__Excerpt to read__
These are tough times as I write this for you. I am certain that these bad times will pass and I am equally certain they will come again. In many cases, no amount of proactive career management can prevent bad things happening like lay-offs and prolonged unemployment. However, truly managing your career allows you:

 

• To minimize and manage risk
• To uncover and take advantage of key opportunities
• And to respond effectively when the unavoidable occurs

 

So, what’s your strategy for survival and growth?
Here are some ideas. And remember, it is in the doing and application of these that you realize their power.

 

How to Minimize Risk
Become Indispensable

Let’s invest a moment in thinking about how essential you are to your employer and / or to your customers. For most managers, the process of selecting which employees to lay off was a difficult task. Perhaps you have had to perform that duty. So, who gets picked for layoffs? This is not about non-performance or dismissal for cause. When the word comes down that head count has to be reduced by 1, 5, 20, 100 or 1000, who goes on the list and who doesn’t? How did you pick? Sometimes it is the most expensive employees. Often, cuts come from “nonessential” departments or departments where it is believed that head count can be reduced without an impact on getting product shipped or product sold. But at an individual level, who goes and who stays? Can you impact this decision? I think you can.

 

Here’s how:

Be part of the solution:

 

Your manager has problems. The organization you work for has problems. So do your colleagues and the team that reports to you.  Find problems that you can solve and add as much value as you can.  You are embracing the fact that there are challenges and issues and that perhaps, it isn’t business as usual. Something needs to be done. Fires need to be put out. Processes need to be streamlined or reinvented. In some cases, solving problems requires attention and energy. Sometimes a decision. Others the discovery and implementation of a new way of doing things. Whatever it is, why not you?

__Directions__
• 1. In the career management excerpt, which departments do cuts often come from?
• 2. Carry on the career management excerpt, picking up right after its final sentence.

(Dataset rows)

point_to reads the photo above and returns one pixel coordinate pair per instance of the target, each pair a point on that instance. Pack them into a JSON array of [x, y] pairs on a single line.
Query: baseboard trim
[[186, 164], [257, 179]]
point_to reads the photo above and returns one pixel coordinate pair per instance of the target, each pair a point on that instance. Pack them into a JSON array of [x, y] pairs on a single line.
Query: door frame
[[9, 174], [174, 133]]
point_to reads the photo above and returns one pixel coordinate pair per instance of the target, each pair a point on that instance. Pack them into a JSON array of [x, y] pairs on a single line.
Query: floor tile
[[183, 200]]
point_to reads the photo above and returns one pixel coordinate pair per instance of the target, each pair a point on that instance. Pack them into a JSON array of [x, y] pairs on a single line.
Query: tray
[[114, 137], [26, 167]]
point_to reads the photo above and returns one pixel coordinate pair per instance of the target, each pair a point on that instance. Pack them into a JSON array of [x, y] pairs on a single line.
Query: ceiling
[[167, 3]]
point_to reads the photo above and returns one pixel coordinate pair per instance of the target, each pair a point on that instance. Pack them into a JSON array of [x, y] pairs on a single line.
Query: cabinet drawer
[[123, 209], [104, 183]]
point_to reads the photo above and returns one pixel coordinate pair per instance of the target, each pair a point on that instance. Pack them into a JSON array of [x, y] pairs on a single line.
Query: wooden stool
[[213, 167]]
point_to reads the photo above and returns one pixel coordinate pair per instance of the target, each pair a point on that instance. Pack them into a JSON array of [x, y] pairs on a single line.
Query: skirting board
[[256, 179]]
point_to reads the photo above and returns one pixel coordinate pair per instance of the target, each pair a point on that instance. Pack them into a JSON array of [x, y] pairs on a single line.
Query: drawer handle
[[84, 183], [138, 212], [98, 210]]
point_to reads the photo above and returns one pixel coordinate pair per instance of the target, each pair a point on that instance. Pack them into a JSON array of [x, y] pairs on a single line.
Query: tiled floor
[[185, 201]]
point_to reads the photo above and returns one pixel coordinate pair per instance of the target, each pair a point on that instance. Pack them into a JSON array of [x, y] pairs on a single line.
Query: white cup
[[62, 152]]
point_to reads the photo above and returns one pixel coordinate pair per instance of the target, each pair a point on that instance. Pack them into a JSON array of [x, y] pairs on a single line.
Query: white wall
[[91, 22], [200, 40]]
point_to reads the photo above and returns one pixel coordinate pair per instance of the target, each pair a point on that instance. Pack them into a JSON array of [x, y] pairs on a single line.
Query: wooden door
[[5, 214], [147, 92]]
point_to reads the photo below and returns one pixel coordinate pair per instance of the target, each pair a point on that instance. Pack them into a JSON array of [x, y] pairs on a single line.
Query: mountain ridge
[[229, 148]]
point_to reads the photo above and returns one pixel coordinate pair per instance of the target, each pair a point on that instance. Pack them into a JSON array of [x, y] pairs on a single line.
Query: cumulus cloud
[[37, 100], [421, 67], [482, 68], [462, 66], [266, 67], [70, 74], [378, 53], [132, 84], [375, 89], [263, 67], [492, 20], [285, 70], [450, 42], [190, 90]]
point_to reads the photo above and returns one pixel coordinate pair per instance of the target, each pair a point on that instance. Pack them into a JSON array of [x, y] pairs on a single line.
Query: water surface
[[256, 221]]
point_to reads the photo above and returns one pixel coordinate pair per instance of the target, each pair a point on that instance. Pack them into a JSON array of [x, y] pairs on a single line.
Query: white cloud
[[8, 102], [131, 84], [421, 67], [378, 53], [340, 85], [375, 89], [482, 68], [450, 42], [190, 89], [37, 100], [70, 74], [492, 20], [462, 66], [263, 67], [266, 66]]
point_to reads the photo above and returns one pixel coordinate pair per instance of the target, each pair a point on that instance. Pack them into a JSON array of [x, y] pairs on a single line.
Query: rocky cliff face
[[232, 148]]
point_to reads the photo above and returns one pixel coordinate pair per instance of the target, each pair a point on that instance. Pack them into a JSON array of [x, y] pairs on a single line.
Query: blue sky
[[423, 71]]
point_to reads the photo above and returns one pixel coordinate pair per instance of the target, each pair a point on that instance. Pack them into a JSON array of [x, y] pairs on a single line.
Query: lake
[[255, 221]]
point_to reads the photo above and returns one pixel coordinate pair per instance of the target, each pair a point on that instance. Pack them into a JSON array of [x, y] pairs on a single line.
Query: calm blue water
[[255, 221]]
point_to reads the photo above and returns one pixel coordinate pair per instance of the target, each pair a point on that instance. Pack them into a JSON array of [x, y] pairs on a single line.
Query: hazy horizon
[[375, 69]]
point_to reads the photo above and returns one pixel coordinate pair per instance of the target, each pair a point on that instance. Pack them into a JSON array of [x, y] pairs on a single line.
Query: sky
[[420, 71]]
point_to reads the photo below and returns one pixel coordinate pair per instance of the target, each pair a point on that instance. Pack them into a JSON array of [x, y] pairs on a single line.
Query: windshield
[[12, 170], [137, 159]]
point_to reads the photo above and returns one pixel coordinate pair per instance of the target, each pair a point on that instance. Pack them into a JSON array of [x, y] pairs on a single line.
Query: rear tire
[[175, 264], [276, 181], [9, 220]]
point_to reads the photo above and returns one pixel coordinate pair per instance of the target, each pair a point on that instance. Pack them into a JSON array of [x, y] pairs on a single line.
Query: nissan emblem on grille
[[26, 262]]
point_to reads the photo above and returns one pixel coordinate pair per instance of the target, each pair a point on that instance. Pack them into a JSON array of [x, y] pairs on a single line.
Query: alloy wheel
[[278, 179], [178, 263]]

__Set of answers__
• 1. Cuts often come from "nonessential" departments or from departments where it is believed head count can be reduced without affecting getting product shipped or sold.

• 2.
 

Show your Potential:

 

If you aren’t growing, you are at risk. Often, managers and HR are more likely to keep people who they are invested in and who they have plans for. Employees who are perceived to still be on their way up. This is not an overnight solution, but behaving in ways and demonstrating clear cut performance One common weak area is around the leadership, coaching and development of people. You might be a performer in one aspect, but the organization might have issues with your people and leadership skills. Potential means having what it takes to grow into bigger leadership roles. The people side and leadership sides are non-negotiable. Another requirement of more senior roles is your ability to communicate and interact with other department or business unit or functional heads. Again, this is often a stumbling block. When your job goes from becoming the business of your department to the business of the organization itself, a new set of behaviors are required. Be a source of strength to coworkers: Whether you are in a leadership role or not, you have the opportunity to be a source of positive energy to your coworkers. During times like these, we need that kind of strength and leadership. What if you aren’t leading a team, unit or organization? It doesn’t matter! Stop trying to be successful. Instead, focus on the success of those around you.

 

Expand your Relationship Base Across the Organization

 

If the only person who knows the good work you do is your immediate manager, you have a problem. Yes, sometimes are boss is our biggest champion. But more often than not, that isn’t the case. And your boss has their own career pressures. And their power within the organization is in flux. There is not getting around the fact that you need profile and you need relationships in other parts of your organization. Peer relationships are excellent. But even better are the peers of your boss as well as a level higher than that.

 

Your goal is to have important, influential people in your organization think you are golden and one of their most valuable employees.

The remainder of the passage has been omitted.